**WHAT YOU NEED TO DO:** In the data, find the word "cladding" and copy out every line that has it.

Natural-language object grounding data:
________________

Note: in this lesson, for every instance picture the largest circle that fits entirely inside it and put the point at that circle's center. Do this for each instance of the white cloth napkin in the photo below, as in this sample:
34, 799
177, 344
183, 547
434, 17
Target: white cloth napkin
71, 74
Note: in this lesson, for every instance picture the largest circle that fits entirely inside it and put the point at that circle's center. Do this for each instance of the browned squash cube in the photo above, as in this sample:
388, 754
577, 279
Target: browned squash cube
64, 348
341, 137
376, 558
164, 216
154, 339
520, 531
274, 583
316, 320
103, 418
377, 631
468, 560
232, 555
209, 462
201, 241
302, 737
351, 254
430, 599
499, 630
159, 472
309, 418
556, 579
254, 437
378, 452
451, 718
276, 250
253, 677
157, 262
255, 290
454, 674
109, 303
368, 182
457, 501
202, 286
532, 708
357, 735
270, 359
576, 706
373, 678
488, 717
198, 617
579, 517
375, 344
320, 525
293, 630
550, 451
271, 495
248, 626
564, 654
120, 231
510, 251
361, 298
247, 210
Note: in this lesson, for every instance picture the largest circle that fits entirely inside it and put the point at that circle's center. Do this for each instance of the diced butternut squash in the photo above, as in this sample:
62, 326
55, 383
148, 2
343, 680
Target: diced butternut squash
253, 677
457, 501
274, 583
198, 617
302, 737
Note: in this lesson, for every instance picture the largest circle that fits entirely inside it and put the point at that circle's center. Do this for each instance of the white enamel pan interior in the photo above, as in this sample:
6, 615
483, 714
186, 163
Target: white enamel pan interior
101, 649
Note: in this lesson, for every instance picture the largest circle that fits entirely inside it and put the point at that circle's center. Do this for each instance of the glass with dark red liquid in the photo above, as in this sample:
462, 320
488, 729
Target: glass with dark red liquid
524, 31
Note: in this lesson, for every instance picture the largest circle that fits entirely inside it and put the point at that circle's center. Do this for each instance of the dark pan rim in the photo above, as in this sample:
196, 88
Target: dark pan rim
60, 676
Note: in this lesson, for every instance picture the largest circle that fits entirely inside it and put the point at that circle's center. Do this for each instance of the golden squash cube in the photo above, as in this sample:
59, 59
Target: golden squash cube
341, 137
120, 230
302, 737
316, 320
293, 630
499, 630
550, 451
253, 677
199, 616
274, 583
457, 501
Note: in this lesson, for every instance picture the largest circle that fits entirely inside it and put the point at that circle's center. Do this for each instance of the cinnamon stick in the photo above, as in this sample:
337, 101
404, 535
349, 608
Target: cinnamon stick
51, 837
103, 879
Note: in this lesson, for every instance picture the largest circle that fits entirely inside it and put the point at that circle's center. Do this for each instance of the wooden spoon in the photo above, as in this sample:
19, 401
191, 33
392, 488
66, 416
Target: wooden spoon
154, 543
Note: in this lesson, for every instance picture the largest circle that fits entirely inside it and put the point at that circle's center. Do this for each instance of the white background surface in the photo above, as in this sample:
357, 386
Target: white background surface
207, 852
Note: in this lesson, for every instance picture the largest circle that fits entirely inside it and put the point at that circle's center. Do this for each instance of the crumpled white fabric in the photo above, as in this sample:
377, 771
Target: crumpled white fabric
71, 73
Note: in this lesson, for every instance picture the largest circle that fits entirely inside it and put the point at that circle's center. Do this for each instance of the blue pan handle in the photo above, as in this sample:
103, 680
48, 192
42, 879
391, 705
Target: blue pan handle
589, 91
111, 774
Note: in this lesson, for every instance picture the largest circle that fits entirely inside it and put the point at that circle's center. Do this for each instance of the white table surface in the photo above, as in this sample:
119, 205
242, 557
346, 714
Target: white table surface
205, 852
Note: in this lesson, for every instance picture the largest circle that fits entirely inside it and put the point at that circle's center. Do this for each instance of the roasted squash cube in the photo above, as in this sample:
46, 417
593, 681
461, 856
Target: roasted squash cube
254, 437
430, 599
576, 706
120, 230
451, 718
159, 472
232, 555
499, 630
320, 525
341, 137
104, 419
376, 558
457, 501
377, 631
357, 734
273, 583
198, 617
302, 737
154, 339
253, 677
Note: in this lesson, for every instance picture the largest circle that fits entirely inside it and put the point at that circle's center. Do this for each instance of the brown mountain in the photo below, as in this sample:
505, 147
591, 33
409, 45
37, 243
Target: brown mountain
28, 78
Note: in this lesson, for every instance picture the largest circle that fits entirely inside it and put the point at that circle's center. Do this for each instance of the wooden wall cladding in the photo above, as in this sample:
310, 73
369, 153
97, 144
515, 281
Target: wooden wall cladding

________________

**YOUR RESPONSE:**
Note: in this lesson, for every instance picture the largest circle that fits entirely inside it and put the point at that circle's center. Do this for each instance of the wooden wall cladding in the photo above, as in this sample:
Target: wooden wall cladding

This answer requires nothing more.